Texte proposé:
©André Palais
« Vous n’échapperez pas à l’épreuve de ce dont il n’y aura jamais eu d’expérience, dès lors qu’avec la possibilité de son objet s’est détruite celle de la vivre en personne, – une épreuve que vous n’aurez jamais su nommer, vous ayant défait de vous-même, aux lieux éparpillés de toutes vos défaites passées. Ici – mais c’est ailleurs -, c’est bien de vivre qu’il se sera agi cependant, d’une vie que rien n’atteste que l’image incertaine de son propre effacement. » (Olivier Campa)
Connaissez-vous les oeuvres d’André Palais, peintre travaillant à l’atelier Hauteville (Paris, 10eme), lieu hybride rassemblant un collectif d’artistes et une galerie ?

©André Palais
Paraît aujourd’hui aux éditions Uqbar Bloom, un livre, très beau, permettant de découvrir ses dernières toiles.
Il s’agit d’une série, très sombre, évoquant un désastre, atomique peut-être, ou quelque fin du monde pour les animalcules humains.
Composé de six parties (La route / Ruines / Boom / Magma / La chute / Noir), Boom se regarde avec calme et silence : nous n’avons plus rien à craindre, puisque la catastrophe a déjà eu lieu.
En un sens, cette certitude est rassurante.

Données fournies:
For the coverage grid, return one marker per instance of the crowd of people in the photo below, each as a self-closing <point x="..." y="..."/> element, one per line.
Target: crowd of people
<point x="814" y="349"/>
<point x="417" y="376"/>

Actions demandées:
• A. Indiquez si chacune des affirmations suivantes concorde avec le texte sur André Palais : (i) André Palais travaille à l’atelier Hauteville, à Paris ; (ii) le livre Boom compte huit parties ; (iii) le livre paraît aux éditions Uqbar Bloom. Répondez par oui ou par non et citez les mots du texte qui tranchent.
• B. Poursuivez le texte sur le livre Boom d’André Palais à la suite de sa dernière phrase.

Corrigé de l’exercice:
• A.
(i) Oui : « peintre travaillant à l’atelier Hauteville (Paris, 10eme) ».
(ii) Non : « Composé de six parties ».
(iii) Oui : « Paraît aujourd’hui aux éditions Uqbar Bloom ».

• B.
©André Palais
Travaillant probablement d’après photographie, André Palais construit ses scènes et leur juxtaposition à la façon de qui a vu les films de Chris Marker et lu Cormac McCarthy.
On se réunit en famille une dernière fois, pour la photo, l’explosion est imminente.
La planète Melancholia se rapproche, la Terre-Mère est déjà un désert, la lune bouge comme un caillot de sang noir.
A l’instant de la mort se lèvent des images, un lion flotte dans l’air comme un éléphant de Dali, voici Dieu et vous ne l’imaginiez pas ainsi.
Certains fuient par la route, d’autres attrapent un dernier avion, mais les miracles seront misérables, n’en doutez pas.

©André Palais
De nature hyperréaliste – quoi de mieux pour donner la sensation de l’invisible que l’observation minutieuse des faits et des êtres ? -, les peintures d’André Palais déclinent en des nuances de gris des signes qui sont des tropes : la caravane garée dans un paysage de montagne indique une solitude fondamentale, ou un sauve-qui-peut, et la route sinueuse un égarement sans fin.
A quoi bon s’acharner à représenter quand la promesse est celle de l’engloutissement dans l’absurde et le néant ?
Quel est le pouvoir d’une peinture emportée dans les tourbillonnements d’un typhon ?

©André Palais
Peut-être celui d’un arrêt, d’une recomposition au cœur même de la matière des particules de sens, et la tentative d’un chant dans le récit fou et tremblé qu’invente la nuit.
Les statues tombent en poussière, les visages sont des grimaces atroces, le cosmonaute russe regarde pour une dernière fois la glorieuse et pitoyable petite race humaine.
Déluge, cris, indifférence des astres.
L’œil se fend, on fait l’amour en pleurant, le dernier fœtus du monde est un monstre.

©André Palais
Le peintre s’essaie au plongeon olympique, se met la tête à l’envers, il faut bien tenter une ultime pirouette.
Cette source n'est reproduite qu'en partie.